Elenco delle consegne:
1 – Rispondi alle seguenti domande sul resoconto dell'audizione di esperti:
(a) Chi introduce l'audizione?
(b) Presso quale università insegna Nicola Lupo?
(c) A quale gruppo appartiene Rocco Buttiglione?
2 – Elenca tutte le persone nominate nel resoconto dell'audizione di esperti.

Brano riportato:
+ + +

Indagine conoscitiva nell'ambito dell'esame, ai sensi dell'articolo 143, comma 1, del Regolamento, di tutti gli aspetti relativi al fenomeno della decretazione d'urgenza.

Audizione di esperti.
(Svolgimento e conclusione).

  Francesco Paolo SISTO, presidente, introduce l'audizione.

  Ginevra CERRINA FERONI, professoressa ordinaria di diritto pubblico comparato presso l'Università di Firenze, Nicola LUPO, professore ordinario di Istituzioni di diritto pubblico presso l'Università LUISS di Roma, e Antonio Felice URICCHIO, professore di diritto tributario presso l'Università di Bari, svolgono relazioni sui temi oggetto dell'audizione.

  Intervengono, per porre quesiti e formulare osservazioni, Enzo LATTUCA (PD) e Rocco BUTTIGLIONE (AP).

+ + +

Dati forniti:

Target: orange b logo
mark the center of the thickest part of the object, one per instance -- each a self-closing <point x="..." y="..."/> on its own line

+ + +

Soluzioni degli esercizi:
1 –
(a) Francesco Paolo Sisto, presidente
(b) L'Università LUISS di Roma
(c) AP

2 – Francesco Paolo Sisto, Ginevra Cerrina Feroni, Nicola Lupo, Antonio Felice Uricchio, Enzo Lattuca, Rocco Buttiglione